*ÉNONCÉ DE L'EXERCICE A*.
Trouvez chaque ligne des enregistrements ci-dessous où figure la chaîne « white », puis recopiez ces lignes.

*TEXTE FOURNI*.
⁂

Je vais mieux, mais dès que j’ai mal quelque
part, et j’ai mal partout, je commence à me faire du souci. Je suis allée à la
lecture de leurs vers que faisaient Natacha et Kostia dans le sous-sol du café
français. C’est désormais une galerie, "Liès", la forêt, où expose un peintre
local, Pacha Morozov. Ses tableaux peuvent paraître quelque peu brouillons, mais ils
ont une luminosité et une présence étonnantes quand on les regarde
attentivement. Une amie de Natacha était venue de Moscou pour chanter, elle
s’accompagnait au piano électronique. Il y avait du monde, pour une soirée
poétique. C’était chaleureux. J’étais loin de tout comprendre, mais j’en
captais assez pour voir que les vers étaient bons. Ceux de Natacha sont comme
une petite musique de la vie, qui sourd avec simplicité et naturel, et débouche sur le mystère et la ferveur. Ceux de Kostia scandés, martelés, passionnés, incantatoires. La
différence de rythme et d’atmosphère entre les deux poètes est remarquable.
Dans quinze jours, ils veulent faire une soirée française, avec ma participation. Kostia lira en russe des poèmes français classiques que je lirai en version originale. Je chanterai mes propres chansons. Enfin si j’en suis capable. Dans dix jours, je verrai où j’en suis avec mes cailloux, et puis il me faut répéter les chansons...

⁂

*DONNÉES DE L'EXERCICE*.
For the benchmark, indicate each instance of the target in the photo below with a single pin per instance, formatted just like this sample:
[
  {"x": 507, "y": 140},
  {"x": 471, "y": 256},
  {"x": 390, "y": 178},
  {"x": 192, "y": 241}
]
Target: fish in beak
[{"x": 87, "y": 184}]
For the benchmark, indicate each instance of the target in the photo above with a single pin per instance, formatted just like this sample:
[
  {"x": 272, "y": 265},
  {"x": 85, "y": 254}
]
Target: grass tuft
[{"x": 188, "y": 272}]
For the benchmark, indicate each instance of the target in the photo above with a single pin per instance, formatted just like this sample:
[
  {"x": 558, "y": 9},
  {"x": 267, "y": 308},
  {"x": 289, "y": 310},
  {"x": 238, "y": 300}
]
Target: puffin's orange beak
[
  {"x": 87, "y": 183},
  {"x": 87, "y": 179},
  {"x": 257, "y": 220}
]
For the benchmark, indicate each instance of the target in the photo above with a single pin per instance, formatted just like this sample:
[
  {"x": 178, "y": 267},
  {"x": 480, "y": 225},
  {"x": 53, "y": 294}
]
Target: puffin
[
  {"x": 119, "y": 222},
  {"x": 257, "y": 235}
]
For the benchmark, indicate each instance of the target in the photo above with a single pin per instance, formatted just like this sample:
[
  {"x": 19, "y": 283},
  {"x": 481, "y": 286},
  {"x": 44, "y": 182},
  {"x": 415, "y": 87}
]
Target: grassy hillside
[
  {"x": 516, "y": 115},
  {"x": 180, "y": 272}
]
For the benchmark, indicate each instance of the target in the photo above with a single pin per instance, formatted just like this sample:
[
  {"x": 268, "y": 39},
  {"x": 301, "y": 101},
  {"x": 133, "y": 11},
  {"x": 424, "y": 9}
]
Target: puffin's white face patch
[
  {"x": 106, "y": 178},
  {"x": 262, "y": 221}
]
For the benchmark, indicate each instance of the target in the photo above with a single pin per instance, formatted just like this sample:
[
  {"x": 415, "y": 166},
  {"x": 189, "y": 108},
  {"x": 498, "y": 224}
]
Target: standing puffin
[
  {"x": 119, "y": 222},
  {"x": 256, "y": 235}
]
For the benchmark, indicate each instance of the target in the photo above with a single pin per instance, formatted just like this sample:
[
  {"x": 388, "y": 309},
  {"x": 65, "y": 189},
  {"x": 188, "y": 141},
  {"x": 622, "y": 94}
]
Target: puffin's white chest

⁂

*ÉNONCÉ DE L'EXERCICE B*.
Transcrivez fidèlement le passage du texte sur la soirée poétique ci-dessus, de « Dans quinze jours, ils » à « répéter les chansons... ».

*RÉPONSE ATTENDUE A*.
Target: puffin's white face patch
Target: puffin's white chest

*RÉPONSE ATTENDUE B*.
Dans quinze jours, ils veulent faire une soirée française, avec ma participation. Kostia lira en russe des poèmes français classiques que je lirai en version originale. Je chanterai mes propres chansons. Enfin si j’en suis capable. Dans dix jours, je verrai où j’en suis avec mes cailloux, et puis il me faut répéter les chansons...